··· Records for this exercise ···

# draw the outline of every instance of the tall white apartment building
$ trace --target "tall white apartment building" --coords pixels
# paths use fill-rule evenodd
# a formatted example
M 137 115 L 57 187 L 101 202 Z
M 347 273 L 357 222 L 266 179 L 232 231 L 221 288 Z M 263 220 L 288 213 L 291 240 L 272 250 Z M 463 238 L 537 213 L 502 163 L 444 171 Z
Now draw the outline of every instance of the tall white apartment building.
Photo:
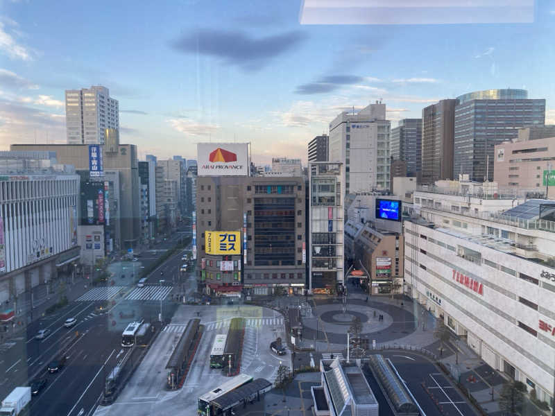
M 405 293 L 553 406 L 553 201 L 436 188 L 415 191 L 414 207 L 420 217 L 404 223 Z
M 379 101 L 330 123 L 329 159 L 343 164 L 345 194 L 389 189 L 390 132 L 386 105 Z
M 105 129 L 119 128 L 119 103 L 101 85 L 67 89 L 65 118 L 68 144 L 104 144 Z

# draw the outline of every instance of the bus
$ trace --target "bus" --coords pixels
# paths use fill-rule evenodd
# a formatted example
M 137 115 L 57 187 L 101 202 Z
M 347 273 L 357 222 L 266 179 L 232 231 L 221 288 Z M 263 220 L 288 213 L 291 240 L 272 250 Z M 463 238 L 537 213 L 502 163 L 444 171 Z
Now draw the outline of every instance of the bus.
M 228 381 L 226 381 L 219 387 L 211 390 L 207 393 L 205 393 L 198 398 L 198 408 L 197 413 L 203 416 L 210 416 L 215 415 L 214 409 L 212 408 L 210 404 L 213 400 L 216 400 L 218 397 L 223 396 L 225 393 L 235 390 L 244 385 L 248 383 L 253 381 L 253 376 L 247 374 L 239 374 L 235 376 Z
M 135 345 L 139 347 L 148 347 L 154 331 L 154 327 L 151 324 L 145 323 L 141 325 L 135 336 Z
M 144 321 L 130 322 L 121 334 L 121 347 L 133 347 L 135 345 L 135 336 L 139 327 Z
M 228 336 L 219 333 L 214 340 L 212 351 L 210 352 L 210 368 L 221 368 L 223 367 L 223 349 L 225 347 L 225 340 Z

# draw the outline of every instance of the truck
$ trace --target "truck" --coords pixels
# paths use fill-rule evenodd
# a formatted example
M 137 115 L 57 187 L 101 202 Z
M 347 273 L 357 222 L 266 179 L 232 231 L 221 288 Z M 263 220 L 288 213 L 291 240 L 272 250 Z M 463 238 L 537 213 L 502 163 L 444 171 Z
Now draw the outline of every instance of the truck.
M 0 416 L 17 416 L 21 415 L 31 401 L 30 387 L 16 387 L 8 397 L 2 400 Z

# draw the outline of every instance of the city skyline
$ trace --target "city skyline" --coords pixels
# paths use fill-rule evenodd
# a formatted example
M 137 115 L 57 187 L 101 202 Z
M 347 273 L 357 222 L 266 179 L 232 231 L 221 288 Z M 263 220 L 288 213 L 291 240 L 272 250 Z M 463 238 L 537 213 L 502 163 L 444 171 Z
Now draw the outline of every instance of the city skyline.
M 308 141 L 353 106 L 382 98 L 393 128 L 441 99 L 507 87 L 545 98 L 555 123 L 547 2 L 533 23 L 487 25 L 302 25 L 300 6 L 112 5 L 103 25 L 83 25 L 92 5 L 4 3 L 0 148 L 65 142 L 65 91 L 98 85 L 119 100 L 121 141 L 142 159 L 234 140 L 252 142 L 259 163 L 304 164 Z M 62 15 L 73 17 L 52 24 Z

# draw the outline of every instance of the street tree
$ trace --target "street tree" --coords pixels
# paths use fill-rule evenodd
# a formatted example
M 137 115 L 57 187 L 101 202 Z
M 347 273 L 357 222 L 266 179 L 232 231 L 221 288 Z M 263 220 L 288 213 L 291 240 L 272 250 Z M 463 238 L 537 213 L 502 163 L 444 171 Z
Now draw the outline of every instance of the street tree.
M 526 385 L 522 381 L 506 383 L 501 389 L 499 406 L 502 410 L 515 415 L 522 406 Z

···
··· Records for this exercise ···

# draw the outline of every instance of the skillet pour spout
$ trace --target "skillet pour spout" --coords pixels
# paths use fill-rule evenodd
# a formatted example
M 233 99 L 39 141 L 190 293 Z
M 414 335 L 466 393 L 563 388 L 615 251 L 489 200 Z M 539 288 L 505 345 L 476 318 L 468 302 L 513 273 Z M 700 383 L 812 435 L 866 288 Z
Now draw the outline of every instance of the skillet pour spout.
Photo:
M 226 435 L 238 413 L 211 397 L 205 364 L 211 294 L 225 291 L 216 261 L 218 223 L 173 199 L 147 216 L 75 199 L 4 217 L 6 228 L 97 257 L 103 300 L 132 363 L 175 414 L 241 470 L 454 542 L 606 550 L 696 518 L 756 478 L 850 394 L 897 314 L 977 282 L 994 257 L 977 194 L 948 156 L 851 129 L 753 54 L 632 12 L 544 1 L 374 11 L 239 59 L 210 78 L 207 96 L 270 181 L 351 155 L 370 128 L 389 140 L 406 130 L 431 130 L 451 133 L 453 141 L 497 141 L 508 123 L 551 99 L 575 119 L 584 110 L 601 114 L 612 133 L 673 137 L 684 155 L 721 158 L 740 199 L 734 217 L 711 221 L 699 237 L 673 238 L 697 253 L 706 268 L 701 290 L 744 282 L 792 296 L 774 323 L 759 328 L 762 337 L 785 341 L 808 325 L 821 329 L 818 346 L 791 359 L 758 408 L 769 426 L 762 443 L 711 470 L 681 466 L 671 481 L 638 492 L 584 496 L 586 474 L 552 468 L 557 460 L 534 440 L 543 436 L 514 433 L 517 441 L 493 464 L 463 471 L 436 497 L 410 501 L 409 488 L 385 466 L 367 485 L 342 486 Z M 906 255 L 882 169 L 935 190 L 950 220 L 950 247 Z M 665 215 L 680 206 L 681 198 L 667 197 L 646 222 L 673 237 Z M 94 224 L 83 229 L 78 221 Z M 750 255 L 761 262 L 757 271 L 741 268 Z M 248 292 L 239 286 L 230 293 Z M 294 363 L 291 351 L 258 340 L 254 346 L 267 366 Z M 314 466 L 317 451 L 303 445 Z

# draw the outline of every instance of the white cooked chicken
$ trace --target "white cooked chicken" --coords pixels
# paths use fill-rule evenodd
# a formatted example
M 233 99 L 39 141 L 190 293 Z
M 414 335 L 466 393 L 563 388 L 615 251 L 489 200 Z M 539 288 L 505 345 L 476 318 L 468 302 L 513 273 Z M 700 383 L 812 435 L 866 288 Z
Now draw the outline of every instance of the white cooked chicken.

···
··· Records for this exercise ···

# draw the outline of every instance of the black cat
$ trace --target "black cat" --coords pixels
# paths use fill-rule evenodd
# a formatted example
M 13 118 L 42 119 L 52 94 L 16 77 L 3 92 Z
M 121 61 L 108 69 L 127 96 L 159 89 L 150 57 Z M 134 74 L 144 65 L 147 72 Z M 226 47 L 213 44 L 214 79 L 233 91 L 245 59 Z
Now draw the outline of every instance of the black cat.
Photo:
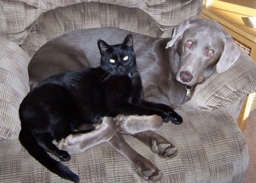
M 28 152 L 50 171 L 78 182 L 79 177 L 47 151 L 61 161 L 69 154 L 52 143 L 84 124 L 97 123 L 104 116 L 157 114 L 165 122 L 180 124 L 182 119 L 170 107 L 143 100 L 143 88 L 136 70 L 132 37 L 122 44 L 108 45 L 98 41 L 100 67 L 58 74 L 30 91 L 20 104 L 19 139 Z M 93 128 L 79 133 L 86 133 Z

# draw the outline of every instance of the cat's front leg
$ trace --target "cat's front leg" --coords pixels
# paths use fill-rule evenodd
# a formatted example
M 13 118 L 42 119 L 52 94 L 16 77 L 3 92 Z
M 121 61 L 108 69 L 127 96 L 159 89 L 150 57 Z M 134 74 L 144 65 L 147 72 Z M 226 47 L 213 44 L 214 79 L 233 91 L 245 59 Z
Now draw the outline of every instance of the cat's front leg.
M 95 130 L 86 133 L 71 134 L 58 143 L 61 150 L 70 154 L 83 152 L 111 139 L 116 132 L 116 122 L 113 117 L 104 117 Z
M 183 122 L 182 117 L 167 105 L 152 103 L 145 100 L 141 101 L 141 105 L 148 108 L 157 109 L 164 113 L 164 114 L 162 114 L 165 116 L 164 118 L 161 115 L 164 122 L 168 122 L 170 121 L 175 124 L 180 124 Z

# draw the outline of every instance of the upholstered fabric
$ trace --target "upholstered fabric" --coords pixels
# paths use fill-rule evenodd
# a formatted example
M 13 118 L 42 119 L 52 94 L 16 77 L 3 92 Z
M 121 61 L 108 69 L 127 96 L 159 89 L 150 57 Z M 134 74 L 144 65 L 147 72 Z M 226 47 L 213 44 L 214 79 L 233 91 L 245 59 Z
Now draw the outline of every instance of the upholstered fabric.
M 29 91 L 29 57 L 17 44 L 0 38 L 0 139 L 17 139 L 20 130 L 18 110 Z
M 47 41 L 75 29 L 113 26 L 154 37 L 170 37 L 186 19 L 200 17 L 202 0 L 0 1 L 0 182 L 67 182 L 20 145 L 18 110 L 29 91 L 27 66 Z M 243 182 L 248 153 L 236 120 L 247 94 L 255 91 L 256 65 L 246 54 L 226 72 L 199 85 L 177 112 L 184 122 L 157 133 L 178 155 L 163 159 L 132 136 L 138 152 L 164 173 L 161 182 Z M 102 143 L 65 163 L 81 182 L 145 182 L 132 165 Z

···

Copy out the items verbatim, beginning with the line that contains "# draw the outline of every instance of the upholstered" and continuing through the line that contains "M 47 41 L 75", with both of those lines included.

# draw the outline of every instance of the upholstered fabric
$ trace --target "upholstered fabric" --coords pixels
# paths use fill-rule evenodd
# a formatted example
M 13 118 L 42 119 L 52 94 L 16 77 L 3 92 Z
M 121 61 L 108 69 L 127 96 L 159 89 L 150 57 Z M 134 74 L 144 65 L 147 72 Z M 226 47 L 213 44 L 214 79 L 233 91 L 245 59 Z
Now draw the outline of every instance of the upholstered fabric.
M 29 91 L 29 57 L 17 44 L 0 38 L 0 139 L 17 139 L 20 130 L 18 110 Z
M 47 41 L 75 29 L 113 26 L 154 37 L 170 37 L 186 19 L 200 17 L 202 0 L 0 1 L 0 182 L 67 182 L 20 145 L 18 110 L 29 91 L 27 66 Z M 243 182 L 248 153 L 236 120 L 247 94 L 255 91 L 256 65 L 246 54 L 226 72 L 199 85 L 177 112 L 184 122 L 157 133 L 178 155 L 163 159 L 132 136 L 138 152 L 164 173 L 161 182 Z M 102 143 L 65 163 L 81 182 L 145 182 L 132 165 Z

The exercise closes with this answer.